[[ Dataset entries open ]]
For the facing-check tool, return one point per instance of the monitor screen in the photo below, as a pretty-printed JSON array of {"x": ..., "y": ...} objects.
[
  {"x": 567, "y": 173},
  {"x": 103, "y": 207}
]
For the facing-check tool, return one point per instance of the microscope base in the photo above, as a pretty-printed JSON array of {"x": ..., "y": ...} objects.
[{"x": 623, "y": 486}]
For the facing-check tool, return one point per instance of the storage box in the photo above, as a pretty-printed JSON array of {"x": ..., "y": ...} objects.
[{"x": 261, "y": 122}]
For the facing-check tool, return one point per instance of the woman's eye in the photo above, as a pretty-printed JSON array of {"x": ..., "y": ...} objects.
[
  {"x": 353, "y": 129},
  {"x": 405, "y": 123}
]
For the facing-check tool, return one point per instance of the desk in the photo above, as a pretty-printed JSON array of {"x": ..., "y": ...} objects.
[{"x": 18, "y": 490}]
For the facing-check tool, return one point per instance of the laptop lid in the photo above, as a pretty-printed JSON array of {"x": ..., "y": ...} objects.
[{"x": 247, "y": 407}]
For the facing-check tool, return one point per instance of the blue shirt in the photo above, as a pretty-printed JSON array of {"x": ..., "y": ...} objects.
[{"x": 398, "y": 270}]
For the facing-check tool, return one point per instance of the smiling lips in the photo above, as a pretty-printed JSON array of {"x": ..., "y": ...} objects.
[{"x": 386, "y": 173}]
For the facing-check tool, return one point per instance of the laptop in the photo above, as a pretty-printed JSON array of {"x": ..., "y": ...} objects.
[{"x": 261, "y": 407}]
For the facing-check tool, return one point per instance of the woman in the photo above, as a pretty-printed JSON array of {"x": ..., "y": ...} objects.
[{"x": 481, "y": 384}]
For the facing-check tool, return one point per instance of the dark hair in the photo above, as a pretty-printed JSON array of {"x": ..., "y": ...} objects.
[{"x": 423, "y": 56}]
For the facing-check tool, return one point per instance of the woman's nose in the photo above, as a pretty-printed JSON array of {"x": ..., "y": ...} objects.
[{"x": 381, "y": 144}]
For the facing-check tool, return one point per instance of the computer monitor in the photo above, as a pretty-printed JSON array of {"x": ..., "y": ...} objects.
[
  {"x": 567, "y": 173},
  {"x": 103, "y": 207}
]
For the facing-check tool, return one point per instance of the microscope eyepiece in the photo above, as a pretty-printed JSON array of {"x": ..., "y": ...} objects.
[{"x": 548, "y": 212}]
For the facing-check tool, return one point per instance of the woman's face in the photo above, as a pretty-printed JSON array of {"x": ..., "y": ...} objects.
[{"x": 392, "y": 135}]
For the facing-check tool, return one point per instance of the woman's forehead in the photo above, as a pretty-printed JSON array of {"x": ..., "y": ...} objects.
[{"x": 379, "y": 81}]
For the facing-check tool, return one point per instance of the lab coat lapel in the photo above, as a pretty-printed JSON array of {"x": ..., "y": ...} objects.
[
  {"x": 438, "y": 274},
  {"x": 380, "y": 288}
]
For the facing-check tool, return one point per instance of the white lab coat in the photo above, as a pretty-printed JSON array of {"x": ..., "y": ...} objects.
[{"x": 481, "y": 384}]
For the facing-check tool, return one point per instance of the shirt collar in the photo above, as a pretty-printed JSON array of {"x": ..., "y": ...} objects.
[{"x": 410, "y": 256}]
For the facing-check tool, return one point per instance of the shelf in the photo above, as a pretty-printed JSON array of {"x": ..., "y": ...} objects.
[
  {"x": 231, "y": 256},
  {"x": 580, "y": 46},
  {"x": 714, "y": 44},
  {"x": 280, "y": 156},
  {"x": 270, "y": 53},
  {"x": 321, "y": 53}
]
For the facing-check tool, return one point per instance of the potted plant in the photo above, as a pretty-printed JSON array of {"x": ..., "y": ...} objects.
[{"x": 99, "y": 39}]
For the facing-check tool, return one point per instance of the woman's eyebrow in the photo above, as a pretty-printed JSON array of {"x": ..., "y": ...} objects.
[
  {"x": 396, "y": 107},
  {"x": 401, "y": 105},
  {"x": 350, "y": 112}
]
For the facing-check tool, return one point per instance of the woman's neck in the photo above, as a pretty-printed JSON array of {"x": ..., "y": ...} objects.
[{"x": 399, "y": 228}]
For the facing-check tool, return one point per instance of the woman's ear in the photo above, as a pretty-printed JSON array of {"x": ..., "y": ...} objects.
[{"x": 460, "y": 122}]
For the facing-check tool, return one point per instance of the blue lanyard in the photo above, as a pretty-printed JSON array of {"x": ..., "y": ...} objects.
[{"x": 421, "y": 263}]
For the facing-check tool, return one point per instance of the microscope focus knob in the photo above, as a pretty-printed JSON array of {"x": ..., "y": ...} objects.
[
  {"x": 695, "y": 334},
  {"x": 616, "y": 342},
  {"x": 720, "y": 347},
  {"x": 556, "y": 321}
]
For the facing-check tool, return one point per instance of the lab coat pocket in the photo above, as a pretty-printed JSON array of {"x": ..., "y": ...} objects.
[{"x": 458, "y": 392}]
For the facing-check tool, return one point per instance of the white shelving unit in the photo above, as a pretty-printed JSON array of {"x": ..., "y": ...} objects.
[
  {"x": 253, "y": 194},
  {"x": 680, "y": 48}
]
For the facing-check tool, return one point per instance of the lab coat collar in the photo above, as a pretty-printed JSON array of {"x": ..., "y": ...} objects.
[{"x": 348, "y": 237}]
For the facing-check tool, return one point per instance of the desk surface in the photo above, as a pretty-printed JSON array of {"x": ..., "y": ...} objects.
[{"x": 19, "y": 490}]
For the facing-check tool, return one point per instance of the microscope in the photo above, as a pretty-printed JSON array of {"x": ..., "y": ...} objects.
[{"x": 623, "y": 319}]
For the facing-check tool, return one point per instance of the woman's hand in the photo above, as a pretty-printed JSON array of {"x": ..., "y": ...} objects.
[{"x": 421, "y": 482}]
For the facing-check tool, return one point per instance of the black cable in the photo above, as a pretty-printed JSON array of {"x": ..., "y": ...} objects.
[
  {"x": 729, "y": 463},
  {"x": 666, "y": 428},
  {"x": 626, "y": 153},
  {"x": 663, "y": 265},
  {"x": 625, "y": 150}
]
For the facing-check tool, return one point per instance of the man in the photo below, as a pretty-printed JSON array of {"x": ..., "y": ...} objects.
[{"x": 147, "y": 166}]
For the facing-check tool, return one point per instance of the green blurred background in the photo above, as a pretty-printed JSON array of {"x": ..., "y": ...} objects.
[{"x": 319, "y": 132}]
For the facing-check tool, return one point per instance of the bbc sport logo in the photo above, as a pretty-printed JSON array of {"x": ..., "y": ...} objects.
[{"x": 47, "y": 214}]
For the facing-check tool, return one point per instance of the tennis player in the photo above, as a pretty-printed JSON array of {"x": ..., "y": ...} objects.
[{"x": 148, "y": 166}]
[[ Dataset entries closed ]]
◆ **Task requirements**:
Without altering anything, print all of the data again.

◆ **Worked solution**:
For the facing-check tool, return one point per instance of the monitor screen in the photo below, as a pretty-printed JSON array of {"x": ..., "y": ...} objects.
[
  {"x": 567, "y": 173},
  {"x": 103, "y": 207}
]
For the facing-check tool, return one point per instance of the microscope base in the photo above, as a pretty-printed JSON array of {"x": ..., "y": ...} objects.
[{"x": 623, "y": 486}]
For the facing-check tool, return one point per instance of the storage box in the photo above, as a pretty-printed JSON array of {"x": ..., "y": ...} objects.
[{"x": 261, "y": 122}]
For the facing-check tool, return one point per instance of the woman's eye in the photo above, as a pretty-printed JSON array of {"x": ..., "y": ...} objects.
[
  {"x": 353, "y": 129},
  {"x": 405, "y": 123}
]
For the facing-check tool, return one point per instance of the desk in the photo above, as a pretty-printed JSON array of {"x": ..., "y": ...} objects.
[{"x": 18, "y": 490}]
For the facing-check tool, return one point per instance of the laptop lid in the photo above, as a pretty-printed JSON array of {"x": ..., "y": ...} objects.
[{"x": 247, "y": 407}]
For the facing-check tool, return one point per instance of the blue shirt in the photo above, as a pretty-printed JSON array of {"x": ..., "y": ...} objects.
[{"x": 398, "y": 270}]
For the facing-check tool, return one point per instance of the smiling lips in the photo above, as a pretty-printed JSON array of {"x": ..., "y": ...} objects.
[{"x": 386, "y": 173}]
For the facing-check tool, return one point per instance of the laptop in the photo above, as a pretty-printed JSON array of {"x": ..., "y": ...} objects.
[{"x": 261, "y": 407}]
For the facing-check tool, return one point per instance of the woman in the photo above, as a pretty-printed JSON array of {"x": ..., "y": ...} objects.
[{"x": 481, "y": 384}]
For the facing-check tool, return one point per instance of the dark hair in the photo above, as a pretty-printed JSON array of {"x": ..., "y": ...} objects.
[{"x": 423, "y": 56}]
For the facing-check tool, return one point per instance of the woman's nose in the photo above, as a pretty-printed JSON array of {"x": ..., "y": ...} objects.
[{"x": 381, "y": 144}]
For the facing-check tool, return one point per instance of the computer monitor in the photo above, as a pretty-printed JSON array of {"x": ..., "y": ...} objects.
[
  {"x": 567, "y": 173},
  {"x": 103, "y": 207}
]
For the facing-check tool, return one point per instance of the microscope eyepiece in the photo above, as a pretty-printed JSON array of {"x": ..., "y": ...} objects.
[{"x": 548, "y": 212}]
For the facing-check tool, return one point per instance of the woman's face in the photo above, as a pretty-printed JSON array of {"x": ..., "y": ...} objects.
[{"x": 392, "y": 135}]
For the facing-check tool, return one point per instance of the woman's forehead in the photo above, as a pretty-printed JSON array of {"x": ..., "y": ...} objects.
[{"x": 379, "y": 81}]
For the facing-check tool, return one point per instance of the lab coat lapel in the photo above, as a pretty-printed JSON array of {"x": ..., "y": ...} objects.
[
  {"x": 438, "y": 274},
  {"x": 380, "y": 288}
]
For the facing-check tool, return one point per instance of the white lab coat in the photo above, as a pretty-printed JSON array of {"x": ..., "y": ...} objects.
[{"x": 481, "y": 384}]
For the facing-check tool, return one point per instance of the shirt collar in the photo above, as a pretty-printed JSON array of {"x": ..., "y": ...} objects.
[{"x": 410, "y": 256}]
For the facing-check tool, return one point per instance of the shelf in the photo above, as a pretty-printed JSON array of {"x": ..., "y": ...} objects.
[
  {"x": 231, "y": 256},
  {"x": 580, "y": 46},
  {"x": 714, "y": 44},
  {"x": 280, "y": 156},
  {"x": 270, "y": 53},
  {"x": 321, "y": 53}
]
For the facing-check tool, return one point per instance of the potted plant in the photo above, as a pretty-printed JSON array of {"x": ..., "y": ...} objects.
[{"x": 99, "y": 39}]
For the facing-check tool, return one point per instance of the woman's eyebrow in the photo above, as a pretty-printed JSON array of {"x": ..., "y": ...} objects.
[
  {"x": 396, "y": 107},
  {"x": 401, "y": 105},
  {"x": 350, "y": 112}
]
For the facing-check tool, return one point per instance of the woman's neck in the photo above, as a pretty-printed JSON array of {"x": ..., "y": ...} objects.
[{"x": 399, "y": 228}]
For the facing-check tool, return one point per instance of the woman's ear in the photo above, as a pretty-printed JSON array of {"x": ..., "y": ...} objects.
[{"x": 460, "y": 122}]
For the facing-check tool, return one point per instance of the blue lanyard in the photo above, as a pretty-printed JSON array of {"x": ..., "y": ...} objects.
[{"x": 421, "y": 263}]
For the facing-check tool, return one point per instance of the microscope focus knob in the photo above, as a pretty-printed JSON array of {"x": ..., "y": ...} objects.
[
  {"x": 695, "y": 334},
  {"x": 616, "y": 342},
  {"x": 720, "y": 347},
  {"x": 556, "y": 321}
]
For the facing-check tool, return one point per instance of the lab coat pocket in the photo above, as a pretty-printed JSON array of {"x": ..., "y": ...} objects.
[{"x": 458, "y": 392}]
For the facing-check tool, return one point per instance of the white shelving unit in the photo above, as a pretty-printed JSON array of {"x": ..., "y": ...} objects.
[
  {"x": 253, "y": 194},
  {"x": 680, "y": 48}
]
For the facing-check tool, return one point per instance of the lab coat collar in the photo above, as a pretty-printed JSON array of {"x": ..., "y": ...} objects.
[{"x": 348, "y": 237}]
For the facing-check tool, return one point per instance of the desk surface in the photo above, as a pretty-printed JSON array of {"x": ..., "y": ...} objects.
[{"x": 19, "y": 490}]
For the facing-check tool, return one point per instance of the microscope in the photo above, as a pretty-printed JSON array of {"x": ..., "y": ...} objects.
[{"x": 623, "y": 319}]
For the facing-check tool, return one point per instance of the woman's hand in the photo above, as a pretty-printed JSON array of {"x": ..., "y": ...} objects.
[{"x": 421, "y": 482}]
For the facing-check tool, return one point per instance of the black cable in the photo above, as a pretty-printed JSON array of {"x": ..., "y": ...} objects.
[
  {"x": 729, "y": 463},
  {"x": 666, "y": 428},
  {"x": 626, "y": 153},
  {"x": 663, "y": 265},
  {"x": 625, "y": 150}
]
For the facing-check tool, return one point per instance of the man in the photo below, as a pretty-printed JSON array of {"x": ..., "y": ...} objects.
[{"x": 147, "y": 166}]
For the facing-check tool, return one point per instance of the green blurred background in the photo above, as a pretty-printed JSON array of {"x": ..., "y": ...} objects.
[{"x": 319, "y": 132}]
For the facing-check tool, return one point per instance of the bbc sport logo in the photo above, as a pretty-printed JSON array of {"x": ..., "y": ...} objects.
[{"x": 47, "y": 214}]
For the facing-check tool, return one point per instance of the tennis player in the photo above, as a pretty-printed JSON array of {"x": ..., "y": ...} objects.
[{"x": 148, "y": 166}]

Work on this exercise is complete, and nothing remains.